GIVEN TASK:
Rewrite each line of the entries below as one string in a JSON list, skipping any blank lines.

Collected data:
-------------------------

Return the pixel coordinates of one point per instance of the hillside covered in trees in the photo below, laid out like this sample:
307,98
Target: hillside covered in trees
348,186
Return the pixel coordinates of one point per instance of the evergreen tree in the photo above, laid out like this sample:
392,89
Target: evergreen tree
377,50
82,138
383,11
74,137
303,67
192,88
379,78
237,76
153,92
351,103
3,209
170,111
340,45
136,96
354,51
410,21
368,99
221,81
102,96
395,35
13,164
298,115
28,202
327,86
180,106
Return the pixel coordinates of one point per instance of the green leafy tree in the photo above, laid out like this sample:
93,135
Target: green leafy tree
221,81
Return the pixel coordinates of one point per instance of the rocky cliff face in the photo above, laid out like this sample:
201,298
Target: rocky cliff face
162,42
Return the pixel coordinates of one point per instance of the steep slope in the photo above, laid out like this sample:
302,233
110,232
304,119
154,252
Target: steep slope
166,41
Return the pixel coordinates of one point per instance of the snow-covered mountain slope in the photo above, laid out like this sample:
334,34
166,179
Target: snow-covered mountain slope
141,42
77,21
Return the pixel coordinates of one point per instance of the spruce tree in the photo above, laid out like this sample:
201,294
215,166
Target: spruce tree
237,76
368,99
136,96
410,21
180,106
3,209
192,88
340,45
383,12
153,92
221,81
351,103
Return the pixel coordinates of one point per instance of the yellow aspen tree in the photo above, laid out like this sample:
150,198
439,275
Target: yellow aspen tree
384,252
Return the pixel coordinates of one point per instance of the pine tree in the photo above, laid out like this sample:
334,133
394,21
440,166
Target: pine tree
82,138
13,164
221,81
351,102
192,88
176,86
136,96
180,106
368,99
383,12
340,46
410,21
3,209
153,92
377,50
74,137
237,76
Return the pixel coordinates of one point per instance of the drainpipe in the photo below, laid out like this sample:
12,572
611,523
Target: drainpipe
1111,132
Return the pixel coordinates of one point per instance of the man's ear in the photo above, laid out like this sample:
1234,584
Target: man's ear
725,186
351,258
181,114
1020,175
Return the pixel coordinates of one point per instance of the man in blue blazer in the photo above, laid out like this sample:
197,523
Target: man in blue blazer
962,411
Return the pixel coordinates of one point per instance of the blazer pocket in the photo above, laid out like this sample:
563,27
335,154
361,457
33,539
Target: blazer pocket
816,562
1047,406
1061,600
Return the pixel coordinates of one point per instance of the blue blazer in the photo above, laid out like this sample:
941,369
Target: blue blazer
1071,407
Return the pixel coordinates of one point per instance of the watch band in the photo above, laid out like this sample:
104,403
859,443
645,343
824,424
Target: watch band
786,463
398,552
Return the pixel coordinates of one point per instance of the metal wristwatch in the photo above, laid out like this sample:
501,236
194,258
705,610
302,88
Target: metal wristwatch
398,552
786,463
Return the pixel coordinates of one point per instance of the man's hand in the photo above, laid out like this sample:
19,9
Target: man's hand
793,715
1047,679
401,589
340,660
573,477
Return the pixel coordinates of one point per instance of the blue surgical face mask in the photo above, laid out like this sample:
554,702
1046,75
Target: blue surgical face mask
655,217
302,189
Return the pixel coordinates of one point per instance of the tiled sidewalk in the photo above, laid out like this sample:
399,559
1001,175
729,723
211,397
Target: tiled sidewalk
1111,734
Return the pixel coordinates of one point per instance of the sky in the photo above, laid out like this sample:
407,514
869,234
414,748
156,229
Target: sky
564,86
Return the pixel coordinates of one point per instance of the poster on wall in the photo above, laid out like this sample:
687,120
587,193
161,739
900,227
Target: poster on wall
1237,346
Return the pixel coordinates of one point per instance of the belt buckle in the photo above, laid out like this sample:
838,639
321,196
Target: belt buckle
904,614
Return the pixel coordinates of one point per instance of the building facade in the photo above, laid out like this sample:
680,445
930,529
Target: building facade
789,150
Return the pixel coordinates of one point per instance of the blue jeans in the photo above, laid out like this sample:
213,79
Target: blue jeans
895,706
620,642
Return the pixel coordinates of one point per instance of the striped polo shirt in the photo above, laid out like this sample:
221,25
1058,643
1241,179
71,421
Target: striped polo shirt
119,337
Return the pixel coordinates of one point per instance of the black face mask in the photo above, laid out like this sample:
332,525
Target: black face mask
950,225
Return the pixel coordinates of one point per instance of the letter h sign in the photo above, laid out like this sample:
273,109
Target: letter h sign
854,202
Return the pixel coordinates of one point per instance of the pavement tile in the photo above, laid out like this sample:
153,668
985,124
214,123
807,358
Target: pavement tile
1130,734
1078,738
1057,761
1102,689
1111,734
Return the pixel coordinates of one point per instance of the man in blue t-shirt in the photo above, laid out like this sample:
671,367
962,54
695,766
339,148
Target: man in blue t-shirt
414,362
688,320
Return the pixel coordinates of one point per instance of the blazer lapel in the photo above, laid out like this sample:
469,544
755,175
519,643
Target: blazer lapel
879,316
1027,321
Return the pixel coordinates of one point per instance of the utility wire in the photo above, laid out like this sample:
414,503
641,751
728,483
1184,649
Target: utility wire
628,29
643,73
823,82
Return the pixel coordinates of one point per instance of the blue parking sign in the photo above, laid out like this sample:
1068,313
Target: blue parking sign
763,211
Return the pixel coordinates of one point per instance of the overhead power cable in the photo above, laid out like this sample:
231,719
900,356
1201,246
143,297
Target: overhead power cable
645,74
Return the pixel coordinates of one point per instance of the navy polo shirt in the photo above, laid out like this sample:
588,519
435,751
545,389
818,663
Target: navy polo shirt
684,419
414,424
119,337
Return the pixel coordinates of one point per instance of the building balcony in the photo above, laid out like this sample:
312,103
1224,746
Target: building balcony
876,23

-------------------------

RESPONSE TO THE TASK:
[
  "Return the pixel coordinates of one point per instance of the hillside covered in trees in the photo below, laid out like this sample:",
  "307,98",
  "Target: hillside covered in trees",
  "348,186",
  "Return the pixel coordinates of one point per instance of the evergreen tree in the photo above, laid out like this sample:",
  "392,89",
  "Target: evergreen tree",
  "377,50",
  "82,138",
  "383,11",
  "74,137",
  "303,67",
  "192,88",
  "379,78",
  "237,76",
  "153,92",
  "351,103",
  "3,209",
  "170,111",
  "340,45",
  "136,96",
  "354,51",
  "410,21",
  "368,99",
  "221,81",
  "102,96",
  "395,35",
  "13,164",
  "298,115",
  "28,202",
  "327,86",
  "180,106",
  "Return the pixel coordinates of one point per instance of the green leafy tree in the photo above, laid out like this sample:",
  "93,135",
  "Target: green leafy tree",
  "221,81",
  "Return the pixel coordinates of one point per instance of the rocky cliff face in the photo above, laid out like this sample:",
  "201,298",
  "Target: rocky cliff face",
  "162,42",
  "Return the pixel coordinates of one point per instance of the steep slope in the photo above, laid out like this sample:",
  "302,233",
  "110,232",
  "304,119",
  "154,252",
  "Target: steep slope",
  "166,41",
  "Return the pixel coordinates of one point per instance of the snow-covered mountain slope in the photo above, laid out like this sample:",
  "334,34",
  "166,179",
  "Target: snow-covered mountain slope",
  "141,42",
  "77,21",
  "Return the pixel coordinates of one point per instance of the spruce tree in the photo above, laid out like this sample:",
  "201,294",
  "215,166",
  "Target: spruce tree",
  "237,76",
  "368,99",
  "136,96",
  "410,21",
  "180,106",
  "3,209",
  "192,88",
  "340,45",
  "383,12",
  "153,92",
  "221,81",
  "351,103",
  "Return the pixel coordinates of one point per instance of the yellow aspen tree in the photo above, laid out like this sample:",
  "150,198",
  "439,275",
  "Target: yellow aspen tree",
  "384,252",
  "Return the pixel coordinates of one point per instance of the pine tree in the photo above, laid out like this sample:",
  "334,133",
  "394,21",
  "440,166",
  "Target: pine tree",
  "82,138",
  "13,164",
  "221,81",
  "351,102",
  "192,88",
  "176,86",
  "136,96",
  "180,106",
  "368,99",
  "383,12",
  "340,46",
  "410,21",
  "3,209",
  "153,92",
  "377,50",
  "74,137",
  "237,76",
  "Return the pixel coordinates of one point per instance of the drainpipe in the photo below, laid out like this sample:",
  "12,572",
  "611,523",
  "Target: drainpipe",
  "1111,132",
  "Return the pixel coordinates of one point per instance of the man's ear in the photo above, laid out like this sample:",
  "1234,584",
  "Target: man's ear",
  "725,186",
  "351,258",
  "181,114",
  "1020,175",
  "Return the pixel coordinates of one point per instance of the man in blue blazer in the photo above, laid out like this sample:",
  "197,523",
  "Target: man in blue blazer",
  "962,411",
  "Return the pixel coordinates of one point per instance of the blazer pocket in the photo above, laid out like this sample:",
  "563,27",
  "335,154",
  "361,457",
  "33,539",
  "Target: blazer pocket",
  "816,562",
  "1047,406",
  "1061,600",
  "Return the pixel coordinates of one point per instance of the blue blazer in the photo above, laid out like this sample:",
  "941,369",
  "Target: blue blazer",
  "1071,407",
  "Return the pixel coordinates of one point per instance of the watch band in the photo above, laid out like this sample:",
  "104,403",
  "859,443",
  "645,343",
  "824,424",
  "Target: watch band",
  "786,463",
  "398,552",
  "Return the pixel coordinates of one point per instance of the metal wristwatch in the photo above, laid out like this sample:",
  "501,236",
  "194,258",
  "705,610",
  "302,88",
  "Target: metal wristwatch",
  "398,552",
  "786,463",
  "Return the pixel coordinates of one point per instance of the man's hand in the photo above, laid out like this sample:",
  "19,9",
  "Target: man's hand",
  "793,715",
  "1047,679",
  "401,589",
  "340,660",
  "573,477",
  "Return the pixel coordinates of one point per instance of the blue surgical face mask in the photo above, laid out like this sample:",
  "554,702",
  "1046,75",
  "Target: blue surgical face mask",
  "655,217",
  "302,189",
  "Return the pixel coordinates of one point per instance of the tiled sidewalk in the photo above, laid out like this sample:",
  "399,559",
  "1001,175",
  "729,723",
  "211,397",
  "Target: tiled sidewalk",
  "1111,734",
  "Return the pixel coordinates of one point per instance of the sky in the photo above, laid out like this sample:",
  "407,514",
  "869,234",
  "414,748",
  "156,229",
  "Target: sky",
  "564,86",
  "Return the pixel coordinates of one point per instance of the poster on wall in the photo above, laid out like this sample:",
  "687,120",
  "587,193",
  "161,739",
  "900,227",
  "Target: poster on wall",
  "1237,346",
  "Return the pixel coordinates of one point per instance of the belt buckle in the photo above, laid out like this sample:",
  "838,639",
  "321,196",
  "Target: belt buckle",
  "904,614",
  "Return the pixel coordinates of one point per instance of the building facade in the photo above, laid out like this sample:",
  "680,445",
  "930,529",
  "Target: building facade",
  "789,150",
  "Return the pixel coordinates of one point per instance of the blue jeans in the photo above, laid out like this sample:",
  "213,79",
  "Target: blue jeans",
  "895,706",
  "620,642",
  "Return the pixel coordinates of one point per instance of the striped polo shirt in the photo above, laid out like this sample:",
  "221,25",
  "1058,643",
  "1241,179",
  "71,421",
  "Target: striped polo shirt",
  "119,337",
  "Return the pixel coordinates of one point per instance of the black face mask in the photo above, laid out like this sample:",
  "332,525",
  "Target: black face mask",
  "950,225",
  "Return the pixel coordinates of one point per instance of the letter h sign in the photo above, laid out like this sample:",
  "273,109",
  "Target: letter h sign",
  "854,202",
  "Return the pixel coordinates of one point per instance of the pavement tile in the photo above, laid out like this sample:",
  "153,668",
  "985,124",
  "214,123",
  "807,358",
  "Target: pavement tile",
  "1130,734",
  "1078,738",
  "1057,761",
  "1102,689",
  "1111,734",
  "Return the pixel coordinates of one point per instance of the man in blue t-shirt in the photo above, laid out like this sample:",
  "671,367",
  "962,54",
  "695,766",
  "339,148",
  "Target: man in blue t-shirt",
  "414,362",
  "688,320",
  "Return the pixel coordinates of one point per instance of the blazer lapel in the photo above, laid out like this sample:",
  "469,544",
  "755,175",
  "519,643",
  "Target: blazer lapel",
  "879,316",
  "1027,321",
  "Return the pixel coordinates of one point per instance of the utility wire in the photo above, laid out like this sample:",
  "414,503",
  "641,751",
  "728,483",
  "1184,649",
  "Target: utility wire",
  "628,29",
  "643,73",
  "823,82",
  "Return the pixel coordinates of one point per instance of the blue parking sign in the photo above, laid out like this sample:",
  "1068,313",
  "Target: blue parking sign",
  "763,211",
  "Return the pixel coordinates of one point per instance of the overhead power cable in the photo above, laid out like this sample:",
  "231,719",
  "900,356",
  "1201,246",
  "143,297",
  "Target: overhead power cable",
  "645,74",
  "Return the pixel coordinates of one point per instance of the navy polo shirt in the photo above, laid out like this sample:",
  "588,519",
  "435,751",
  "545,389",
  "818,663",
  "Target: navy polo shirt",
  "684,419",
  "414,424",
  "119,337",
  "Return the pixel coordinates of one point per instance of the building balcony in the photo above, laid out like this sample:",
  "312,103",
  "1224,746",
  "Target: building balcony",
  "876,23"
]